> TASK OBJECTIVE:
The data must be copied over exactly and in full.

> RECORDS SUPPLIED:

────────────────

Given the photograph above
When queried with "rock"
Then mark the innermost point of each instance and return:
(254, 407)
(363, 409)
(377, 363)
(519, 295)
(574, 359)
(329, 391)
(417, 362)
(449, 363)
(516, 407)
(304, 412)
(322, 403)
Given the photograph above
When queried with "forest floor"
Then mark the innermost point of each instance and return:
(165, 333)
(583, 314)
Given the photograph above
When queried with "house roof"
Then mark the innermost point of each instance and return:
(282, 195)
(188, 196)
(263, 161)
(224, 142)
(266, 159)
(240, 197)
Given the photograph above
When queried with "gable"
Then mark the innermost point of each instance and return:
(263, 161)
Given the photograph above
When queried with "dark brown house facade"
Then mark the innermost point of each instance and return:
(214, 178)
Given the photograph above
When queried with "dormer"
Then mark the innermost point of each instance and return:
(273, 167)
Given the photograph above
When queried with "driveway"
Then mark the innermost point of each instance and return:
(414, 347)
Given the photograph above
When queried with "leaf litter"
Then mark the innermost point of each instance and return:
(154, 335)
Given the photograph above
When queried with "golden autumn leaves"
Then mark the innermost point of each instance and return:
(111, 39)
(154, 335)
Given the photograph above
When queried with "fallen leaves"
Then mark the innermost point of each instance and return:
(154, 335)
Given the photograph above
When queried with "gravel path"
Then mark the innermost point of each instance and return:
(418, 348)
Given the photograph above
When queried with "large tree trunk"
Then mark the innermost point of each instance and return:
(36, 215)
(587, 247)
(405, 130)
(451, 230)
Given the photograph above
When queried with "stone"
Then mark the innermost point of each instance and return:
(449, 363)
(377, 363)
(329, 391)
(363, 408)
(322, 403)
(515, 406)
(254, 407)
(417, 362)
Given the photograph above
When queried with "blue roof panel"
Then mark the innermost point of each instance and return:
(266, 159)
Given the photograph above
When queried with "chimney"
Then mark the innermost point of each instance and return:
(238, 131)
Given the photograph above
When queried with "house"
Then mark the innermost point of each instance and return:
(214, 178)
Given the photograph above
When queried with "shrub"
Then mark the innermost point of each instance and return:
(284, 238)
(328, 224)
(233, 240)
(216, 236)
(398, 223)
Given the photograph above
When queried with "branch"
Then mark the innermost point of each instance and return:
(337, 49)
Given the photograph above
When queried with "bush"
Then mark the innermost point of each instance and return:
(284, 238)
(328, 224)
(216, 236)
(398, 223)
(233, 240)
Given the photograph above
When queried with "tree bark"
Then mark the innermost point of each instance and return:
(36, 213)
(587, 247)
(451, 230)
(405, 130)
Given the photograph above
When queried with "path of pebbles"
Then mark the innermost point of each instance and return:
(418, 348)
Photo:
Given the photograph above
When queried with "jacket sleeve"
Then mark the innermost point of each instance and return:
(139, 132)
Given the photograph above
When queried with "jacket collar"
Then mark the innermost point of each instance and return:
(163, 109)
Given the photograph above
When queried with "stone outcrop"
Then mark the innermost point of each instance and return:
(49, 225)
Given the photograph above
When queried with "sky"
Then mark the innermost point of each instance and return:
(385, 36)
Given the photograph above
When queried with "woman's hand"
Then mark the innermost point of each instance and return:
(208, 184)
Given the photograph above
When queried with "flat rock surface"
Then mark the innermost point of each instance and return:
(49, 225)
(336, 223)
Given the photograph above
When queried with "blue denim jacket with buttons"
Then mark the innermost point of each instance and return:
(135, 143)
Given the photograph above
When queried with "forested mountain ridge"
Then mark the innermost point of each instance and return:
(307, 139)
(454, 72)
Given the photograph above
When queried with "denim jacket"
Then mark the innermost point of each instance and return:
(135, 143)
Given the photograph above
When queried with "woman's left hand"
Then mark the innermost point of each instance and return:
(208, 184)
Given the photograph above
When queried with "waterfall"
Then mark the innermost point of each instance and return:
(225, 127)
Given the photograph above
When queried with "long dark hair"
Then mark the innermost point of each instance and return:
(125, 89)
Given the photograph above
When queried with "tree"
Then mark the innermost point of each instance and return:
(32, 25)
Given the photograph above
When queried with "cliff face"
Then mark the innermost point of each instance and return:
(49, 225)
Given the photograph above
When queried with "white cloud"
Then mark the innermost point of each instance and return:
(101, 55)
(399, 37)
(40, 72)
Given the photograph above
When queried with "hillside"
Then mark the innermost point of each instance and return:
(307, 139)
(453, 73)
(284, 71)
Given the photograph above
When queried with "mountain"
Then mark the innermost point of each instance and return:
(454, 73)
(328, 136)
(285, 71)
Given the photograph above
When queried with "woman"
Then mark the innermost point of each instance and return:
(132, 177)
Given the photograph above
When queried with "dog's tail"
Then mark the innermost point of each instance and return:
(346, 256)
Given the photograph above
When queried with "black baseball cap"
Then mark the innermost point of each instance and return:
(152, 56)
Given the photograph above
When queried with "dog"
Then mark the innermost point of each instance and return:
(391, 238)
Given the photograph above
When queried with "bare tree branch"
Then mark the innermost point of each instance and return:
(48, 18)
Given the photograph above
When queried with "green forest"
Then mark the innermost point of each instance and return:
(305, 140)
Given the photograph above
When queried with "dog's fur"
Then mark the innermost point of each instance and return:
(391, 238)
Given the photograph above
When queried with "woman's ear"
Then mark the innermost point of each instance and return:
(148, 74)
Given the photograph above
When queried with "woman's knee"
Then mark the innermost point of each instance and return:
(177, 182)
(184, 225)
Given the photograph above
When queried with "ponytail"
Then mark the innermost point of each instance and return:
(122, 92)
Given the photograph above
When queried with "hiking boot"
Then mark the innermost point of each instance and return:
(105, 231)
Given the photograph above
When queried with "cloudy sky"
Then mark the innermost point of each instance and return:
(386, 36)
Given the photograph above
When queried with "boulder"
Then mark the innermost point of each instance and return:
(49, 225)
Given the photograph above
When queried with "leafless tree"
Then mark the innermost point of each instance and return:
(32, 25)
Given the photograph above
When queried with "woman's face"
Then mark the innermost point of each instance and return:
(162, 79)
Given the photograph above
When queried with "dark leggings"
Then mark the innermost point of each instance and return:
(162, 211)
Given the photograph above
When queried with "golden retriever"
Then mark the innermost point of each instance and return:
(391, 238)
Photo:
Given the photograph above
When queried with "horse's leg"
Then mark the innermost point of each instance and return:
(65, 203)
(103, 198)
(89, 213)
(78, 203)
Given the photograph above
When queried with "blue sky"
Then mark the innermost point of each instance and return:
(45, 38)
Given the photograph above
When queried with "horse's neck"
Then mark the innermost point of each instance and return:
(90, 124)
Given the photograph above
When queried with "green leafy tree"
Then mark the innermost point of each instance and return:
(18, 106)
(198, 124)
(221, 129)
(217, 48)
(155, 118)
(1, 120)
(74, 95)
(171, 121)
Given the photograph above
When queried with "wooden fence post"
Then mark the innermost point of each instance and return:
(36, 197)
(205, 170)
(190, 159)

────────────────

> YOUR SOLUTION:
Given the photograph above
When queried with "rock"
Then mark the innermost point of each instance and return:
(254, 407)
(363, 409)
(377, 363)
(519, 295)
(574, 359)
(329, 391)
(417, 362)
(449, 363)
(516, 407)
(304, 412)
(322, 403)
Given the photograph above
When queried with "forest floor"
Then mark the innermost point of each instance and return:
(165, 333)
(583, 314)
Given the photograph above
When queried with "house roof"
Then mark the innermost point of each instance and return:
(282, 195)
(188, 196)
(263, 161)
(224, 142)
(266, 159)
(240, 197)
Given the photograph above
When queried with "gable"
Then mark the innermost point of each instance and return:
(263, 161)
Given the photograph above
When queried with "dark brown house facade"
Then mark the innermost point of each instance and return:
(214, 178)
Given the photograph above
When queried with "dormer"
Then mark the innermost point of each instance and return:
(273, 167)
Given the photograph above
When queried with "driveway"
Then mark the innermost point of each instance and return:
(414, 347)
Given the photograph above
When queried with "leaf litter"
Then mark the innermost point of each instance and return:
(154, 335)
Given the photograph above
When queried with "golden autumn leaves"
Then mark the innermost point of each instance and return:
(111, 39)
(154, 335)
Given the photograph above
When queried with "fallen leaves"
Then mark the innermost point of each instance and return:
(154, 335)
Given the photograph above
When queried with "gravel path"
Then mark the innermost point of each instance and return:
(418, 348)
Given the photograph above
When queried with "large tree trunk"
Then mark the innermost point of each instance and return:
(36, 215)
(587, 247)
(405, 130)
(451, 230)
Given the photograph above
When queried with "stone"
Then mark the innermost point of each instance and return:
(449, 363)
(377, 363)
(329, 391)
(363, 408)
(322, 403)
(515, 406)
(254, 407)
(417, 362)
Given the photograph above
When queried with "blue roof panel"
Then mark the innermost point of each instance and return:
(266, 159)
Given the photograph above
When queried with "chimney"
Then mark the innermost point of each instance and return:
(238, 131)
Given the photograph above
When queried with "house"
Then mark the innermost point of each instance and return:
(214, 178)
Given the photograph above
When queried with "shrub"
Then mark the innermost point of each instance and return:
(284, 238)
(328, 224)
(233, 240)
(216, 236)
(398, 223)
Given the photograph above
When queried with "branch"
Then mark the innermost point of each instance and return:
(337, 49)
Given the photograph above
When queried with "bush"
Then mark the innermost point of each instance and return:
(284, 238)
(328, 224)
(216, 236)
(398, 223)
(233, 240)
Given the photograph above
When queried with "tree bark"
Then mark the innermost point of each instance and return:
(36, 213)
(587, 247)
(451, 230)
(405, 130)
Given the photograph above
When queried with "path of pebbles"
Then mark the innermost point of each instance and return:
(418, 348)
Photo:
Given the photograph above
When queried with "jacket sleeve"
Then mark the innermost point of each instance and return:
(139, 132)
Given the photograph above
When queried with "jacket collar"
Then mark the innermost point of each instance and return:
(163, 109)
Given the photograph above
When queried with "stone outcrop"
Then mark the innermost point of each instance and return:
(49, 225)
Given the photograph above
When queried with "sky"
Then mark the innermost point of each instance and return:
(385, 36)
Given the photograph above
When queried with "woman's hand"
Then mark the innermost point of each instance and return:
(208, 184)
Given the photograph above
When queried with "flat rock surface"
Then mark the innermost point of each instance and return:
(49, 225)
(336, 223)
Given the photograph above
When queried with "blue denim jacket with buttons"
Then mark the innermost point of each instance and return:
(135, 143)
Given the photograph above
When queried with "forested mountain ridge"
Then mark the innermost point of each instance and return:
(307, 139)
(454, 72)
Given the photograph above
When queried with "denim jacket"
Then mark the innermost point of each instance and return:
(135, 143)
Given the photograph above
When queried with "woman's left hand"
Then mark the innermost point of each instance and return:
(208, 184)
Given the photograph above
When queried with "waterfall"
Then mark the innermost point of each instance and return:
(225, 127)
Given the photograph above
When queried with "long dark hair"
Then mark the innermost point of each instance and return:
(125, 89)
Given the photograph above
When queried with "tree"
Then mark the innermost point of each instance and return:
(32, 25)
Given the photograph above
When queried with "cliff face"
Then mark the innermost point of each instance and return:
(49, 225)
Given the photograph above
When queried with "white cloud"
Then mark the innermost point of each instance and return:
(101, 55)
(399, 37)
(40, 72)
Given the photograph above
When queried with "hillside"
Then mark the innermost point of each instance and return:
(307, 139)
(453, 73)
(284, 71)
Given the photograph above
When queried with "mountain"
Then mark the innermost point of each instance and return:
(454, 73)
(328, 136)
(285, 71)
Given the photograph above
When queried with "woman"
Then mark the innermost point of each instance and return:
(132, 177)
Given the photograph above
When queried with "dog's tail"
Then mark the innermost point of each instance and return:
(346, 256)
Given the photograph above
When queried with "black baseball cap"
Then mark the innermost point of each instance and return:
(152, 56)
Given the photograph above
When queried with "dog"
Then mark the innermost point of each instance and return:
(391, 238)
Given the photograph above
When queried with "bare tree branch"
Then mark the innermost point of each instance and return:
(48, 18)
Given the photograph above
When queried with "green forest"
Then mark the innermost point of each instance and return:
(305, 140)
Given the photograph above
When queried with "dog's fur"
Then mark the innermost point of each instance and return:
(391, 238)
Given the photograph above
When queried with "woman's ear"
Then mark the innermost point of each instance and return:
(148, 74)
Given the photograph above
When queried with "woman's knee"
Then mark the innermost point of each instance and return:
(177, 182)
(184, 225)
Given the photograph above
When queried with "ponytail"
Then mark the innermost point of each instance and return:
(122, 92)
Given the photograph above
When queried with "hiking boot"
Then mark the innermost point of each instance and return:
(105, 231)
Given the photograph above
When queried with "cloudy sky"
Then mark the innermost point of each instance and return:
(386, 36)
Given the photograph above
When queried with "boulder"
Then mark the innermost point of each instance and return:
(49, 225)
Given the photograph above
When queried with "leafless tree"
Then mark the innermost point of each instance and return:
(32, 25)
Given the photograph above
When queried with "woman's face"
Then mark the innermost point of each instance and return:
(162, 79)
Given the photograph above
When queried with "dark leggings"
Then mark the innermost point of each instance and return:
(162, 211)
Given the photograph above
When queried with "golden retriever"
Then mark the innermost point of each instance and return:
(391, 238)
Photo:
Given the photograph above
When queried with "horse's leg"
Then mark the innermost point of each instance and return:
(65, 203)
(103, 198)
(89, 213)
(78, 203)
Given the photograph above
When queried with "blue sky"
Then mark the innermost point of each instance and return:
(45, 38)
Given the photograph above
When queried with "horse's neck"
Then mark the innermost point of each instance and return:
(90, 124)
Given the photograph above
When queried with "green leafy tree"
Then mark the innermost point of each instance and return:
(18, 106)
(198, 124)
(221, 129)
(217, 48)
(155, 118)
(1, 120)
(74, 95)
(171, 121)
Given the photograph above
When queried with "wooden fence post"
Then mark the innermost point of each instance and return:
(36, 197)
(205, 170)
(190, 159)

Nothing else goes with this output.